# YOUR TASK:
A word-for-word copy of the entries is the goal; leave out the pictures.

# DATA FOR THIS EXERCISE:
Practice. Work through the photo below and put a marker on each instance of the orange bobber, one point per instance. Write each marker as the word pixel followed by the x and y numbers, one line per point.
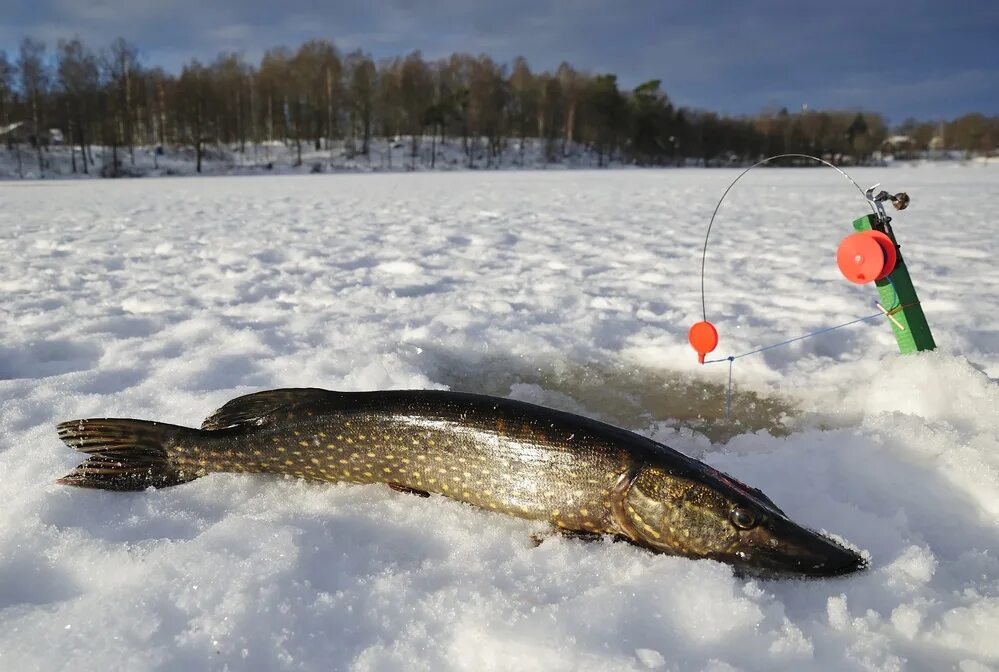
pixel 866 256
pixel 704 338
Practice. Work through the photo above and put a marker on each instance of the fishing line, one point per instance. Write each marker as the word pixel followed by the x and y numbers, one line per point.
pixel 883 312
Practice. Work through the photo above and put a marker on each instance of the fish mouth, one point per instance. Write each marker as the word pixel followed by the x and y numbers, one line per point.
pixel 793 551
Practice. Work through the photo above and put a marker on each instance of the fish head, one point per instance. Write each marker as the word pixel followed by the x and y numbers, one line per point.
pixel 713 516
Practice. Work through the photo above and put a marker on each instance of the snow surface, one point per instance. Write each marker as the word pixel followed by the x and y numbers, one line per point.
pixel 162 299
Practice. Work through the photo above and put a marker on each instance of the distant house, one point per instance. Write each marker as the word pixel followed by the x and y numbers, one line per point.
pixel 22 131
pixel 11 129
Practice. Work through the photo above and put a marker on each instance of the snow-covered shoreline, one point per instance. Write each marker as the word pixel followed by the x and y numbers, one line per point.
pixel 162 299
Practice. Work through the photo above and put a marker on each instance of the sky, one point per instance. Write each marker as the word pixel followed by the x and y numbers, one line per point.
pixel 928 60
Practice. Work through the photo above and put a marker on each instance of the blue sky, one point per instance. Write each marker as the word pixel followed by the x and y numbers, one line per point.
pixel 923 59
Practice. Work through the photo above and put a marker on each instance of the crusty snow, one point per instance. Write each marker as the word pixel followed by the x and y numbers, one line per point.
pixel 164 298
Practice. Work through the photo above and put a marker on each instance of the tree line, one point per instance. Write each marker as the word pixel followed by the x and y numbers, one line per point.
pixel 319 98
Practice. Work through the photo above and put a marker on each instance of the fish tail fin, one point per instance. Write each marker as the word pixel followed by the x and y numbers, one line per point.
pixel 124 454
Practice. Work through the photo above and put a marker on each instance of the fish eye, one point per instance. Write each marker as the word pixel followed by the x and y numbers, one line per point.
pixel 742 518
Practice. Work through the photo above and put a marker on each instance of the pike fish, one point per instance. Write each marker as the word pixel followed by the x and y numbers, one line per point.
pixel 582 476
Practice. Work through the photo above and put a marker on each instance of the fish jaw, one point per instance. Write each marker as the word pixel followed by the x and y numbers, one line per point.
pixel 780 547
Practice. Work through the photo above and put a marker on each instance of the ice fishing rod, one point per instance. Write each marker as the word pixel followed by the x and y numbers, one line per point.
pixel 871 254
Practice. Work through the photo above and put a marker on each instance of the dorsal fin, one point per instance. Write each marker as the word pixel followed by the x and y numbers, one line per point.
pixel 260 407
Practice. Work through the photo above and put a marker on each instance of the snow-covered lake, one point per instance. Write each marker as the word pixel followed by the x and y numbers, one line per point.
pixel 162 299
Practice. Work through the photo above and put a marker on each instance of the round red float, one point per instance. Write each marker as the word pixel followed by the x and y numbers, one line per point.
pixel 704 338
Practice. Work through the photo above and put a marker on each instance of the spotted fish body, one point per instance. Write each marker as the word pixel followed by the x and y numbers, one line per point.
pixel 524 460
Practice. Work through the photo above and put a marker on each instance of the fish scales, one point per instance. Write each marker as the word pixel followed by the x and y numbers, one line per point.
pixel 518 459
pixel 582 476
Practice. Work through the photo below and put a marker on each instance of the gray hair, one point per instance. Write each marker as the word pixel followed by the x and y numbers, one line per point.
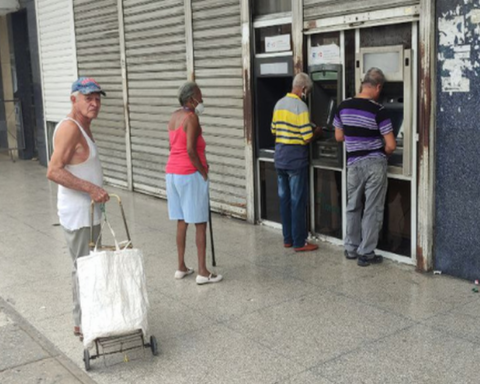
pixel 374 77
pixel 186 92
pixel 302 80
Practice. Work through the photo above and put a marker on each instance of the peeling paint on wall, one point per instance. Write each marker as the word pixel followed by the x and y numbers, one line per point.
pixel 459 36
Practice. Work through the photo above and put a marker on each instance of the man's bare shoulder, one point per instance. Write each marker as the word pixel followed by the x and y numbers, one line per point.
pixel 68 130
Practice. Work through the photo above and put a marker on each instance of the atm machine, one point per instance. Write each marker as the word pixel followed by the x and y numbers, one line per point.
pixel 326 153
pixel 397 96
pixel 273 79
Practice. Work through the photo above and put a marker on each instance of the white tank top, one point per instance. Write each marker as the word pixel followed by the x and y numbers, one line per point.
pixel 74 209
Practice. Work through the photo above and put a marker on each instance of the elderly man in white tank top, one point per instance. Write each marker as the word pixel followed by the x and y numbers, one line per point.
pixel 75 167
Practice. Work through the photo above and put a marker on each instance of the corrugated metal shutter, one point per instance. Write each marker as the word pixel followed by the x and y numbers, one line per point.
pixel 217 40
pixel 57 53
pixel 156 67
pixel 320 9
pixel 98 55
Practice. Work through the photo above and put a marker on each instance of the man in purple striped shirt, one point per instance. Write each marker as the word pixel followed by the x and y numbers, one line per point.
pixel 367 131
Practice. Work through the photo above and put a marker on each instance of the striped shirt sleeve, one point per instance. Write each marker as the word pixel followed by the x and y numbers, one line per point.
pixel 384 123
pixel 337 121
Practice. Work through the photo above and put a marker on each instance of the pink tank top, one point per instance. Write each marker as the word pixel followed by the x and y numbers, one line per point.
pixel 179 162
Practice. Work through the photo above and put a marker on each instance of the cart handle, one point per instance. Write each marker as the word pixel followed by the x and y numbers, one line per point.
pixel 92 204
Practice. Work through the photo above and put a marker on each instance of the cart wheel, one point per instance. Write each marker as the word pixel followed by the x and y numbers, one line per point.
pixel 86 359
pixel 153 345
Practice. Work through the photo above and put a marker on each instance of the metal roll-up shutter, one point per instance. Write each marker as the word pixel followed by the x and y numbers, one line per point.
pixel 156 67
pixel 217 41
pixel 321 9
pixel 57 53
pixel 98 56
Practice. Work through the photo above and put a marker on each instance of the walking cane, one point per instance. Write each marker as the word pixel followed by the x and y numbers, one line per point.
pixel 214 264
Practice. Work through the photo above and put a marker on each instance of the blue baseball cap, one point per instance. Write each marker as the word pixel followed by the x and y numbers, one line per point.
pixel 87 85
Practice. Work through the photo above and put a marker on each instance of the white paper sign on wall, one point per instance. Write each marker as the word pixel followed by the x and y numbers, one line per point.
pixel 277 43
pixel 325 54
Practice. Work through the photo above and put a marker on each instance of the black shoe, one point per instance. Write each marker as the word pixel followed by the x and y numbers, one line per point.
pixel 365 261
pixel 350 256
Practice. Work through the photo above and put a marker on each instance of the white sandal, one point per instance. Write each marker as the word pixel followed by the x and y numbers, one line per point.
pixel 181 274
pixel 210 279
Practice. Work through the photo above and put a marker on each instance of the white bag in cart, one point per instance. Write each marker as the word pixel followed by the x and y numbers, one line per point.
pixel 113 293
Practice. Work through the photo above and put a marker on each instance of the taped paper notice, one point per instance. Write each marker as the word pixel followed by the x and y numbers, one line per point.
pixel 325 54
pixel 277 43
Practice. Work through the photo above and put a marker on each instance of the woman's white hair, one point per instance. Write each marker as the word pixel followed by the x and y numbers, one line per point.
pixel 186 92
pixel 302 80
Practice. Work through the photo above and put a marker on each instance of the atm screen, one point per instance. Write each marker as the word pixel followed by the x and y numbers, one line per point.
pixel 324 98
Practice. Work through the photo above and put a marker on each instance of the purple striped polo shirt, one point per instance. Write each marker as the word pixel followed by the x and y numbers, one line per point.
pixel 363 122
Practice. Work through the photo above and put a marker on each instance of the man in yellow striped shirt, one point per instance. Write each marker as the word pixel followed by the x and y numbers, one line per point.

# RESPONSE:
Practice. Work through the photo below and put a marker on each instance of the orange bobber, one point per instance. Write each marker as the word pixel followed by the x and y numbers, one line per point.
pixel 866 256
pixel 704 338
Practice. Work through the photo above and put a marker on each instance of the fishing line, one point per instance. Write each marker as the word pixel followed by the x and y numbers, one line per point.
pixel 883 312
Practice. Work through the photo above and put a marker on each instance of the fish mouth, one point per instance. Write each marker as the word pixel followed by the x and y numbers, one line per point.
pixel 793 551
Practice. Work through the photo above and put a marker on each instance of the fish head, one point per instance. Write each marker as the word pixel followed by the x and y numbers, one line per point.
pixel 713 516
Practice. Work through the photo above and put a marker on each instance of the snow surface, one point per instance. Write each marker as the word pixel followed by the x and y numbers, one line per point.
pixel 162 299
Practice. Work through the photo above and put a marker on each instance of the distant house, one point per instance. Write each marker as the word pixel followed by the x and y numbers, one line per point.
pixel 22 131
pixel 11 129
Practice. Work through the photo above and put a marker on each instance of the snow-covered shoreline, one point per instance. Write each marker as the word pixel followed by the x and y numbers, one line per point.
pixel 162 299
Practice. Work through the photo above and put a marker on each instance of the sky, one point per instance. Write each marker as the word pixel followed by the x and y numbers, one line per point.
pixel 928 60
Practice. Work through the photo above and put a marker on each instance of the blue sky, one point per instance. Write each marker as the word pixel followed by the x and y numbers, one line per point.
pixel 923 59
Practice. Work through the photo above and put a marker on each instance of the crusty snow, one point per instance. Write each marker as the word pixel followed by the x and y numbers, one line per point.
pixel 164 298
Practice. Work through the photo above and put a marker on each instance of the tree line, one point per instance. Write each marker as the word pixel followed by the x and y numbers, one line per point.
pixel 319 98
Practice. Work through the photo above and put a marker on each instance of the fish tail fin, one point per instance. Write each marker as the word pixel followed by the x and y numbers, one line per point.
pixel 124 454
Practice. Work through the photo above and put a marker on each instance of the fish eye, one point per instance. Write each marker as the word pixel followed by the x and y numbers, one line per point.
pixel 742 518
Practice. Work through the photo above and put a marker on each instance of the pike fish, one point per instance. Write each marker as the word pixel followed by the x and y numbers, one line per point.
pixel 582 476
Practice. Work through the photo above and put a marker on each instance of the fish jaw, one point per instance. Write each marker as the word pixel followed by the x and y numbers, one line per point.
pixel 780 547
Practice. Work through the photo above and put a marker on each instance of the ice fishing rod, one point per instance. Write each marker as the word pixel followed by the x and y numbers, one line per point.
pixel 871 254
Practice. Work through the photo above and put a marker on each instance of the dorsal fin, one point per instance. Write each marker as the word pixel followed by the x and y numbers, one line per point.
pixel 260 407
Practice. Work through the photo above and put a marker on each instance of the snow-covered lake, one point per instance. Write each marker as the word pixel followed by the x and y numbers, one line per point.
pixel 162 299
Practice. Work through the photo above and put a marker on each instance of the round red float, one point per instance. Write each marker as the word pixel followed by the x and y numbers, one line per point.
pixel 704 338
Practice. Work through the photo above and put a marker on each instance of the spotted fish body, one point per instance. Write each marker as the word pixel followed by the x and y numbers, one line per point.
pixel 524 460
Practice. Work through the photo above and put a marker on each instance of the fish scales, one point per instance. Write each marker as the word pixel followed by the x and y numbers, one line per point.
pixel 518 459
pixel 582 476
Practice. Work through the photo below and put a marker on each instance of the gray hair, one point per instance. Write each marker as the word pixel followed by the x and y numbers, one line per point.
pixel 374 77
pixel 186 92
pixel 302 80
Practice. Work through the photo above and put a marker on each instance of the peeling paint on wall, one point per instance. Write each marker as the word pixel followed by the x and y numbers, one line per point.
pixel 459 36
Practice. Work through the photo above and put a marker on each instance of the man's bare shoulder, one point per instance. Write each marker as the word pixel followed by the x and y numbers, one line per point.
pixel 68 130
Practice. Work through the photo above and put a marker on each instance of the atm machine, one point per instance. Write each marker as the word pixel followed by the x and y numbers, one line per point.
pixel 326 153
pixel 397 96
pixel 273 79
Practice. Work through the photo above and put a marker on each instance of the white tank top, one point per instance. Write each marker as the word pixel followed by the x and y numbers, one line per point.
pixel 74 209
Practice. Work through the photo above and put a marker on each instance of the elderly man in white tank top, one point per instance. Write each marker as the word pixel followed by the x and y numbers, one line per point.
pixel 75 167
Practice. Work through the photo above and put a marker on each instance of the corrugated metal shutter, one point per instance. Write each marker as the word pixel followed by the x and y numbers, one line per point.
pixel 217 40
pixel 57 53
pixel 156 67
pixel 320 9
pixel 98 55
Practice. Work through the photo above and put a marker on each instance of the man in purple striped shirt, one point per instance. Write each marker as the word pixel followed by the x and y numbers, one line per point.
pixel 367 131
Practice. Work through the photo above and put a marker on each instance of the striped shirt sleeve, one point per instance. Write each marker as the word pixel followed by the x and y numbers, one line per point.
pixel 384 123
pixel 337 121
Practice. Work through the photo above and put a marker on each instance of the pink tank top, one point per instance. Write each marker as the word pixel followed by the x and y numbers, one line per point.
pixel 179 162
Practice. Work through the photo above and put a marker on each instance of the cart handle, one point per instance. Write each marker as the word pixel followed by the x and y numbers, one line per point.
pixel 92 204
Practice. Work through the photo above and put a marker on each instance of the cart wheel, one point per instance. Write each marker as the word pixel followed by the x and y numbers, one line per point.
pixel 86 359
pixel 153 345
Practice. Work through the photo above and put a marker on each instance of the metal roll-up shutter, one point per instance. Write each marker as the word pixel followed by the x and y numbers, one line per point.
pixel 156 67
pixel 217 41
pixel 321 9
pixel 57 53
pixel 98 56
Practice. Work through the photo above and put a marker on each instance of the walking cane, one point per instance. Write each marker as the word pixel followed by the x and y numbers, one line per point.
pixel 214 264
Practice. Work through the photo above and put a marker on each instance of the blue baseball cap, one point per instance. Write each marker as the word pixel followed by the x and y numbers, one line per point.
pixel 87 85
Practice. Work through the photo above and put a marker on each instance of the white paper sign on wall, one point per instance. Write each marker as the word pixel followed by the x and y numbers, one line per point.
pixel 277 43
pixel 325 54
Practice. Work through the photo above and put a marker on each instance of the black shoe, one point per instance. Write each marker as the word pixel followed by the x and y numbers, one line per point.
pixel 365 261
pixel 350 256
Practice. Work through the photo above and put a marker on each instance of the white sandal, one point per instance. Write each marker as the word pixel followed by the x and y numbers, one line per point.
pixel 181 274
pixel 210 279
Practice. Work through the photo above and put a marker on each instance of the white bag in cart, one point per instance. Write each marker as the word pixel followed by the x and y numbers, one line per point.
pixel 113 293
Practice. Work through the photo above and put a marker on each instance of the taped paper notice, one point per instance. Write each marker as the word pixel followed by the x and y numbers, one line per point.
pixel 325 54
pixel 277 43
Practice. Work through the photo above and put a marker on each instance of the woman's white hair, one point per instance. Write each marker as the word pixel followed by the x and y numbers, one line per point.
pixel 186 92
pixel 302 80
Practice. Work through the photo above and put a marker on each instance of the atm screen, one point per instance. Write each marker as the word pixel followed by the x and y numbers, one line per point.
pixel 324 98
Practice. Work through the photo above and put a marker on each instance of the purple striped polo shirt, one point per instance. Write each marker as the word pixel followed by the x and y numbers, one line per point.
pixel 363 122
Practice. Work through the photo above and put a marker on each instance of the man in yellow striped shirt, one point per instance. Write each marker as the word pixel followed by the x and y numbers, one line per point.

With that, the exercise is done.